### [REQUIREMENT]
Render every line of the listing below as a JSON array of strings, one string per line, with blank lines omitted.

### [DATA SECTION]

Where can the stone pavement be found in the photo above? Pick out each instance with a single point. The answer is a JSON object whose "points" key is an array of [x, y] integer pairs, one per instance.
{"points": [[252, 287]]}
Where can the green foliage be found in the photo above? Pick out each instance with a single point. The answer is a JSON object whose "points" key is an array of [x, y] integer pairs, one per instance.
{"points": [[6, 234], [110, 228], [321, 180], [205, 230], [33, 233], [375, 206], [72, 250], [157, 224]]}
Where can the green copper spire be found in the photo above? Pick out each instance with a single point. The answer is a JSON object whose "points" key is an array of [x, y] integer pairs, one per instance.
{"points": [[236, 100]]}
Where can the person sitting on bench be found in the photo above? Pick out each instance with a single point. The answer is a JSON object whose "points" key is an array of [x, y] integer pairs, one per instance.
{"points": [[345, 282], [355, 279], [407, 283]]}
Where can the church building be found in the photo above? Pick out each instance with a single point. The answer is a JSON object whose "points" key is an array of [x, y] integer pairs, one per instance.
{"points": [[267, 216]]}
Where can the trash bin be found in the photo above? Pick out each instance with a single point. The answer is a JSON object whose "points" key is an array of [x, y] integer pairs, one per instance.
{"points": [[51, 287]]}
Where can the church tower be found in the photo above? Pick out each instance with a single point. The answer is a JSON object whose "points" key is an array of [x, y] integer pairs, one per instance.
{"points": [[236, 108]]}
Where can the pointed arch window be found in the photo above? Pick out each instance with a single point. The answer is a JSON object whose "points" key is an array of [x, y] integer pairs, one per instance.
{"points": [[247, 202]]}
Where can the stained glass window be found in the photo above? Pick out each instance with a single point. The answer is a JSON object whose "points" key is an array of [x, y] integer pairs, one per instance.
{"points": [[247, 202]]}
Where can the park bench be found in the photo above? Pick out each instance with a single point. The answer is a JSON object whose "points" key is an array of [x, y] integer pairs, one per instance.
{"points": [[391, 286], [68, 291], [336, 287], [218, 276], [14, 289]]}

### [RESPONSE TO THIS TASK]
[
  "Where can the stone pavement be found in the photo above? Pick out each instance with a single point. The answer is a JSON object whose \"points\" key is an array of [x, y] integer pairs, one per instance.",
  "{\"points\": [[252, 287]]}",
  "Where can the green foliage be found in the photo above? Pick out each instance with a single point. The answer is a JSON object whose \"points\" key is an array of [x, y] integer pairs, one per instance.",
  "{\"points\": [[6, 234], [110, 228], [321, 180], [205, 230], [33, 233], [375, 206], [72, 250], [157, 224]]}",
  "Where can the green copper spire be found in the photo above? Pick out each instance with a single point. The answer is a JSON object whose \"points\" key is an array of [x, y] integer pairs, one per instance.",
  "{\"points\": [[236, 100]]}",
  "Where can the person sitting on bench be found in the photo above? Pick out each instance with a single point. The answer is a JSON object whose \"points\" key is an array of [x, y] integer pairs, one per instance.",
  "{\"points\": [[345, 282], [355, 279], [407, 283]]}",
  "Where can the church building be found in the photo above? Pick out each instance with a single point. The answer is a JSON object whose \"points\" key is an array of [x, y] integer pairs, one per instance.",
  "{\"points\": [[267, 216]]}",
  "Where can the trash bin be found in the photo above? Pick out each instance with a single point. The answer is a JSON object whose \"points\" key is an array of [x, y] integer pairs, one per instance.",
  "{\"points\": [[51, 287]]}",
  "Where can the church tower be found in the photo above? Pick out each instance with a single point. The answer is a JSON object whose \"points\" key is an array of [x, y] integer pairs, one per instance.",
  "{\"points\": [[236, 108]]}",
  "Where can the pointed arch window be found in the photo above? Pick out each instance with a single point. The answer is a JSON object whose \"points\" key is an array of [x, y] integer pairs, one per instance.",
  "{\"points\": [[247, 202]]}",
  "Where can the stained glass window be found in the photo above? Pick out each instance with a single point. The answer is a JSON object whose \"points\" key is an array of [x, y] integer pairs, one per instance.",
  "{\"points\": [[247, 202]]}",
  "Where can the park bench be found in the photo above? Pick out each instance with a single point. The answer is a JSON object whose \"points\" key is an array of [x, y] integer pairs, one per instance.",
  "{\"points\": [[391, 286], [68, 291], [336, 287], [218, 276], [14, 289]]}"
]